▸ CONSIGNE:
Répondez à ces questions à partir de l'extrait :
1. Depuis combien de temps la femme décrite au premier paragraphe est-elle pompier bénévole ?
2. Quelle distance sa mère parcourt-elle à pied pour retrouver son ancienne voisine ?
3. Quel genre unique la partie intitulée « Marie » dit-elle écrire ?

▸ EXTRAIT SOURCE:
◇ ◇ ◇ ◇ ◇
Elle aime aussi les loisirs mais elle n'a plus beaucoup de temps à y consacrer car depuis un an, elle est pompier bénévole. Cependant, une fois par mois elle met un patch pour ne pas vomir dans le bateau et plonger avec d'autres. Ils vont visiter des épaves.

Son histoire n'est pas évidente à cause de tous les morts autour d'elle. Est-ce cela qui m'a poussée à la rencontrer pour ce « portrait avec paysage » ? Peut-être. Mais aussi tout le reste. Cet agencement de champs, de vaches blanches comme des fantômes, de feu, de raclette, de cadavres, du registre noir sur lequel elle a noté plein de choses sur son ancien employeur, des pyjamas bébés de Paul et Cléo qu'elle garde pour l'enfant de son fils antoine, de sa mère qui marche quinze kilomètres pour retrouver son ancienne voisine, ses oies, son ancienne vie…

Il y a quelque chose, autour de Bernadette, d'incessant qui me fascine.

Marie

Ici, dans ce refuge et maquis du centre Bretagne ; je passe mon temps à écrire, à lire et à faire toutes les choses que tout un chacun a à faire quotidiennement. En ce qui concerne l'écriture, je n'écris que du théâtre. Ça va peut-être changer bientôt, on verra. Ce qui est sûr, c'est que c'est en écrivant que je me sens le plus proche de la vie et pour moi, la vie est essentiellement une affaire de langages et de signes, d'où mon attirance pour le théâtre.
◇ ◇ ◇ ◇ ◇
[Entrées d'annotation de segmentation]

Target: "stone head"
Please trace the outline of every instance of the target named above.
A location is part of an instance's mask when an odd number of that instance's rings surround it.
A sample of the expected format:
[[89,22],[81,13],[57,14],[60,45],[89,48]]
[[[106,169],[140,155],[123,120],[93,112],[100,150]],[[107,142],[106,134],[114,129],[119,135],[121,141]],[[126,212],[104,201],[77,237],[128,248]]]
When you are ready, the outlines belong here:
◇ ◇ ◇ ◇ ◇
▸ CORRIGÉ:
1. Depuis un an.
2. Quinze kilomètres.
3. Du théâtre.